── Listado para procesar ──

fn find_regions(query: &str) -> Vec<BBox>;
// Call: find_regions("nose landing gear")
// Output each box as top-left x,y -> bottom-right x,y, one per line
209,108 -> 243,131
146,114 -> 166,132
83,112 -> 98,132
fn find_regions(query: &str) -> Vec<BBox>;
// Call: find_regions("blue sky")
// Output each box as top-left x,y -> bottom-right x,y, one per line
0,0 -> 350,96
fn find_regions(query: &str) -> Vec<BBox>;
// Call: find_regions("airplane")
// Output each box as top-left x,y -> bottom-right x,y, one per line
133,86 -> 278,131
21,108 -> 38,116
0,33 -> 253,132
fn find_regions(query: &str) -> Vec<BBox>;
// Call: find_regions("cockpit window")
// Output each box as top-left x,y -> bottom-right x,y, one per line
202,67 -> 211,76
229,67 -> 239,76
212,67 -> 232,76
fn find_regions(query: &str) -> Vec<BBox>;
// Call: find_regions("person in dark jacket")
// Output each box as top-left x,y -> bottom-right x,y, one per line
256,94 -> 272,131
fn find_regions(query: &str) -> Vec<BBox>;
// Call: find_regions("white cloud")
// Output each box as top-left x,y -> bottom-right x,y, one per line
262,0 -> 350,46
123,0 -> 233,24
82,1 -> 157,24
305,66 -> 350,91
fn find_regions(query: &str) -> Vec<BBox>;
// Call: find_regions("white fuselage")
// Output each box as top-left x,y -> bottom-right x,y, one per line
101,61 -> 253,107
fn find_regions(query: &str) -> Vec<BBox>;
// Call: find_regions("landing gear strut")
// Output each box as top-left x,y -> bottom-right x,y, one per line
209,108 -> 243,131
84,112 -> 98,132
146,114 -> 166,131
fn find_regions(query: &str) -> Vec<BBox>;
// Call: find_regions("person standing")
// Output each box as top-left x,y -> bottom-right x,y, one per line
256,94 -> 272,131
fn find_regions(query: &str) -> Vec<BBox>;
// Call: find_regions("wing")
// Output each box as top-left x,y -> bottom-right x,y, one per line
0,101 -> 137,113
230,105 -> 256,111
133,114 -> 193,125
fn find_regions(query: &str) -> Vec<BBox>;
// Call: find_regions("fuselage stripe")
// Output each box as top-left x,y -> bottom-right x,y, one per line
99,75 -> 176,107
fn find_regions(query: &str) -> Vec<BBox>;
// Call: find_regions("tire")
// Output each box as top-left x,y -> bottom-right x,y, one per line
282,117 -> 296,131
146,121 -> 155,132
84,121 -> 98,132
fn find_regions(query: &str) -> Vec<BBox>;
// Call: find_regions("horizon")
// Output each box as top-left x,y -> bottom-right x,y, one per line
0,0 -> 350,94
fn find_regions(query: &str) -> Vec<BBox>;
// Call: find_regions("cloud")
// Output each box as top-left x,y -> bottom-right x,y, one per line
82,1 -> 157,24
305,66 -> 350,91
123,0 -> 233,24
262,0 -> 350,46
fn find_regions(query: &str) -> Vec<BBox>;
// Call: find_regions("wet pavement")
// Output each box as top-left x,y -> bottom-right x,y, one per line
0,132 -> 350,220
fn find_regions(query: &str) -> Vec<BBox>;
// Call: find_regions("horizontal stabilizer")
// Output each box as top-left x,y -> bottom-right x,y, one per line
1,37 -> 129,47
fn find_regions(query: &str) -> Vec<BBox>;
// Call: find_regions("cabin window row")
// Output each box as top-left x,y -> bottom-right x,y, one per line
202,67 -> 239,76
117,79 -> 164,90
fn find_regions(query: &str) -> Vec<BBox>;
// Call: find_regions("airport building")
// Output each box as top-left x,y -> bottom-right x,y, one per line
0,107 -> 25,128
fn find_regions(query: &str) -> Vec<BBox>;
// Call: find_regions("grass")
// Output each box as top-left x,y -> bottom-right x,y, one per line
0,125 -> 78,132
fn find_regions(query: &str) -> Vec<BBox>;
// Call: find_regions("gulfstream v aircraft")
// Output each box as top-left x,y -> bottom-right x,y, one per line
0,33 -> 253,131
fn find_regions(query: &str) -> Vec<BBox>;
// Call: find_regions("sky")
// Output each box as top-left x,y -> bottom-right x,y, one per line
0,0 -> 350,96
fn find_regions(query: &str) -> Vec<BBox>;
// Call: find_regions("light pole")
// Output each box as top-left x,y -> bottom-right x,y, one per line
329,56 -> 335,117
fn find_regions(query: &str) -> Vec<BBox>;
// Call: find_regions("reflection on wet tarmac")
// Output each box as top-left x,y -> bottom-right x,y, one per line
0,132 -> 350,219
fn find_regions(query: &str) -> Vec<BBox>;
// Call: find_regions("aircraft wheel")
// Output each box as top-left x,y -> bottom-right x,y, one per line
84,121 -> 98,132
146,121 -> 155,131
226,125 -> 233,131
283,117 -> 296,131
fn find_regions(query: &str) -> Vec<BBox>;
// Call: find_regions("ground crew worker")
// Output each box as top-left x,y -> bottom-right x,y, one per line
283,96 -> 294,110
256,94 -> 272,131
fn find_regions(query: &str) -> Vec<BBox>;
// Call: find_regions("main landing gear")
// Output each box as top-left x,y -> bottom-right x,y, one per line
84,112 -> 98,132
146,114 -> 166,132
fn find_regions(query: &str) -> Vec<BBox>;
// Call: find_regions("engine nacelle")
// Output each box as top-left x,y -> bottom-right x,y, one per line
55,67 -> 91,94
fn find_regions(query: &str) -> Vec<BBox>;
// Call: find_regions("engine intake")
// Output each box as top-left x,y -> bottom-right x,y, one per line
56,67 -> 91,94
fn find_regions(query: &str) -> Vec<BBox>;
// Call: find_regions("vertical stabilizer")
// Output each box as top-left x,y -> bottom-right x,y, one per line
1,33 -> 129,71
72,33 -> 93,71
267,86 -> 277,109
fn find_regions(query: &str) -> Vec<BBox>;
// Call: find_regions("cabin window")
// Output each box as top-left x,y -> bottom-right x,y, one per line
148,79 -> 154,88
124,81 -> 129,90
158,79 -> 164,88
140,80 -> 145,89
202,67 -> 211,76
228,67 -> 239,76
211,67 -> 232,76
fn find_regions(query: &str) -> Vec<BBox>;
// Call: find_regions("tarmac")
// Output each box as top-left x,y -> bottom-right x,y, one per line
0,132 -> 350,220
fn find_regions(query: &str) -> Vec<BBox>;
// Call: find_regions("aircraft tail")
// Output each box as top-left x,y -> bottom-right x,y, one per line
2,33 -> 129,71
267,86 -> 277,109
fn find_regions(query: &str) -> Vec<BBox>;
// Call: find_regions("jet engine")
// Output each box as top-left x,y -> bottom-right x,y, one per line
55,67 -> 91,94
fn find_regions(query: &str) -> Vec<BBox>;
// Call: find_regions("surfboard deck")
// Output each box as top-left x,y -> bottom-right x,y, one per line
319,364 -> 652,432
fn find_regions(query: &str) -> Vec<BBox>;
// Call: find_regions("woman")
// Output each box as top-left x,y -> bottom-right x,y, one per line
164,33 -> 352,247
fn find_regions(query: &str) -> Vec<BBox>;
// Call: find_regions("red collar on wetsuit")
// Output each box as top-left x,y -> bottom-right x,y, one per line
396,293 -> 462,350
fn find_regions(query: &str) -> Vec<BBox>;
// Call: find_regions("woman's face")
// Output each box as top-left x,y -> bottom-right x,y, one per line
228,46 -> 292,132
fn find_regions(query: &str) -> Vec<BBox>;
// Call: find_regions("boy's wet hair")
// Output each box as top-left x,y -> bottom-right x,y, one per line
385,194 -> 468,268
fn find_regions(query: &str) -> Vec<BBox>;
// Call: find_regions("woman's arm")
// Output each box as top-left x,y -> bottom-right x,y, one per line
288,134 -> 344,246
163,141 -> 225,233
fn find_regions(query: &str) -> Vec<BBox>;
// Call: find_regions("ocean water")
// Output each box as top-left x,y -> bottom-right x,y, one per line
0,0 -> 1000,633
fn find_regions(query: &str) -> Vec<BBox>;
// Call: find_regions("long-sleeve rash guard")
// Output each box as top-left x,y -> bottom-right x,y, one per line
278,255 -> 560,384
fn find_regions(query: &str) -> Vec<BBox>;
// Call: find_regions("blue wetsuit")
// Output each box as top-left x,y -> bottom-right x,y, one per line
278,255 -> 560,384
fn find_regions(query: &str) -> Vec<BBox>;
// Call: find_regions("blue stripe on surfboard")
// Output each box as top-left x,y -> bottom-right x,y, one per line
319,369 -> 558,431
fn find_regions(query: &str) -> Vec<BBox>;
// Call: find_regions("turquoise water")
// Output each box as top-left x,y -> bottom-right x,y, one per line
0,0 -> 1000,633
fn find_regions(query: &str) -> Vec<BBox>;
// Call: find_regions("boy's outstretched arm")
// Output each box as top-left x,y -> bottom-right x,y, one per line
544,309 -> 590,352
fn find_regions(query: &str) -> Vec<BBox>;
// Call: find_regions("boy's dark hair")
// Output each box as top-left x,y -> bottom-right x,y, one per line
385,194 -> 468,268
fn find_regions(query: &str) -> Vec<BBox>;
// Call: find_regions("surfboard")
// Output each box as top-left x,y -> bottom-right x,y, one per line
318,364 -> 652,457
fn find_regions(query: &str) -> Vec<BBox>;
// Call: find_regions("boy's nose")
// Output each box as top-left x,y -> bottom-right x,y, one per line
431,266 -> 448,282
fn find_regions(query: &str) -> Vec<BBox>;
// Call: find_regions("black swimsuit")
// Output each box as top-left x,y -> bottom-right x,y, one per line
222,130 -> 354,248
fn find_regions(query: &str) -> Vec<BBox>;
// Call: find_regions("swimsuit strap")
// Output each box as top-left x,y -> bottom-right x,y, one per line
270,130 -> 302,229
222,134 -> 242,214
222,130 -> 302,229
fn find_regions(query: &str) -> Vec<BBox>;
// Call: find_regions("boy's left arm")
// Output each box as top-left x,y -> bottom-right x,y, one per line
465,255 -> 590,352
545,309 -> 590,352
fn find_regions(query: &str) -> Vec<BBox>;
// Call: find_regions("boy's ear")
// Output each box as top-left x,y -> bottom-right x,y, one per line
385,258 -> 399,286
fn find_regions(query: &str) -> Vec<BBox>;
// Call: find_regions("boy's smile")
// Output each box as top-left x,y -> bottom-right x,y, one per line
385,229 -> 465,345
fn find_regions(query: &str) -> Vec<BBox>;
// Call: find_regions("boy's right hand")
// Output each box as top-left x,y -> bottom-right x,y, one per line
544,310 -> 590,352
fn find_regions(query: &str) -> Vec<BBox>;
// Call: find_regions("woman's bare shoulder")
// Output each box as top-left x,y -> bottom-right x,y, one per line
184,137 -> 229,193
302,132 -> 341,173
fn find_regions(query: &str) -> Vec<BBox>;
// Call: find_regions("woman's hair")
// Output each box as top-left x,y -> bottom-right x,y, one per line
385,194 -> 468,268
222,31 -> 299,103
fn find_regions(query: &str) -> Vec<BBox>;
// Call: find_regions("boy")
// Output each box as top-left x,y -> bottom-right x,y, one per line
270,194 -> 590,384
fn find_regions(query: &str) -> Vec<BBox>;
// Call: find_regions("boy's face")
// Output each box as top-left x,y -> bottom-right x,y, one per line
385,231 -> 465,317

───

Devuelve cada línea del listado de arriba que contenga la cadena "cabin", distinguiendo entre mayúsculas y minúsculas.

// Call: find_regions("cabin window row")
// Call: find_regions("cabin window")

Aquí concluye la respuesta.